Gegeven fragment>
^^^^
Deze week: Laurence Leenaert (31), ontwerper die zes jaar geleden een nieuw leven begon in Marrakesh. Van daaruit runt ze haar lifestylemerk LRNCE, met internationaal succes. Sinds kort doet ze ook een gooi naar het kunstenaarschap.
“Ik ben niet streng voor mezelf, want dat vergroot de faalangst. Als ik mezelf niet de kans zou geven om fouten te maken en het positieve in imperfecties te ontdekken, zou ik niet meer vooruitgaan. En dat is net wat ik wil: nieuwe materialen ontdekken, nieuwe combinaties van texturen maken. Daarom verwerk ik de laatste tijd bijvoorbeeld borduurwerk in schilderijen. Omdat ik veel handgeweven stoffen gebruik, zetten sommigen me in het folklorehoekje, maar ik wil serieus genomen worden en textiel naar het level van echte kunst brengen. Mijn eerste solotentoonstelling, vorig jaar in Londen, ging alleszins heel goed.
Tijdens de voorbereiding zette ik letterlijk de schaar in eerder gemaakte doeken. Ik knipte er alleen de stukken uit die ik echt goed vond en stikte die opnieuw aan elkaar. Dat klinkt agressief, maar het nieuwe resultaat was sterker. Ik ben ook niet bang om werk achter op mijn brommer mee te nemen. Soms verbleekt het dan door de zon of komt er een vlek op, maar die was ik eruit of ik overschilder ‘m. Shit, denk ik af en toe, wat heb ik gedaan? Maar meestal kom ik bij iets beters uit.
^^^^
Gegevens>
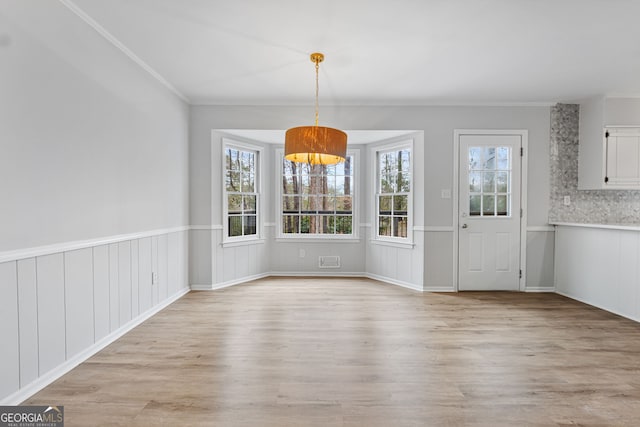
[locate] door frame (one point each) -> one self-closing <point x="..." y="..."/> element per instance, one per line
<point x="524" y="135"/>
^^^^
Opdrachten>
#1 Welke handelingen voerde Laurence Leenaert volgens de tekst over haar uit met eerder gemaakte doeken, toen ze haar solotentoonstelling voorbereidde? Noem ze allemaal.
#2 Schrijf een stuk uit de tekst over Laurence Leenaert woordelijk over. Begin bij de woorden met "Deze week: Laurence" en stop na "alleszins heel goed.".

Antwoorden per opdracht>
#1
- Ze zette de schaar in de doeken.
- Ze knipte er alleen de stukken uit die ze echt goed vond.
- Ze stikte die stukken opnieuw aan elkaar.

#2
Deze week: Laurence Leenaert (31), ontwerper die zes jaar geleden een nieuw leven begon in Marrakesh. Van daaruit runt ze haar lifestylemerk LRNCE, met internationaal succes. Sinds kort doet ze ook een gooi naar het kunstenaarschap.
“Ik ben niet streng voor mezelf, want dat vergroot de faalangst. Als ik mezelf niet de kans zou geven om fouten te maken en het positieve in imperfecties te ontdekken, zou ik niet meer vooruitgaan. En dat is net wat ik wil: nieuwe materialen ontdekken, nieuwe combinaties van texturen maken. Daarom verwerk ik de laatste tijd bijvoorbeeld borduurwerk in schilderijen. Omdat ik veel handgeweven stoffen gebruik, zetten sommigen me in het folklorehoekje, maar ik wil serieus genomen worden en textiel naar het level van echte kunst brengen. Mijn eerste solotentoonstelling, vorig jaar in Londen, ging alleszins heel goed.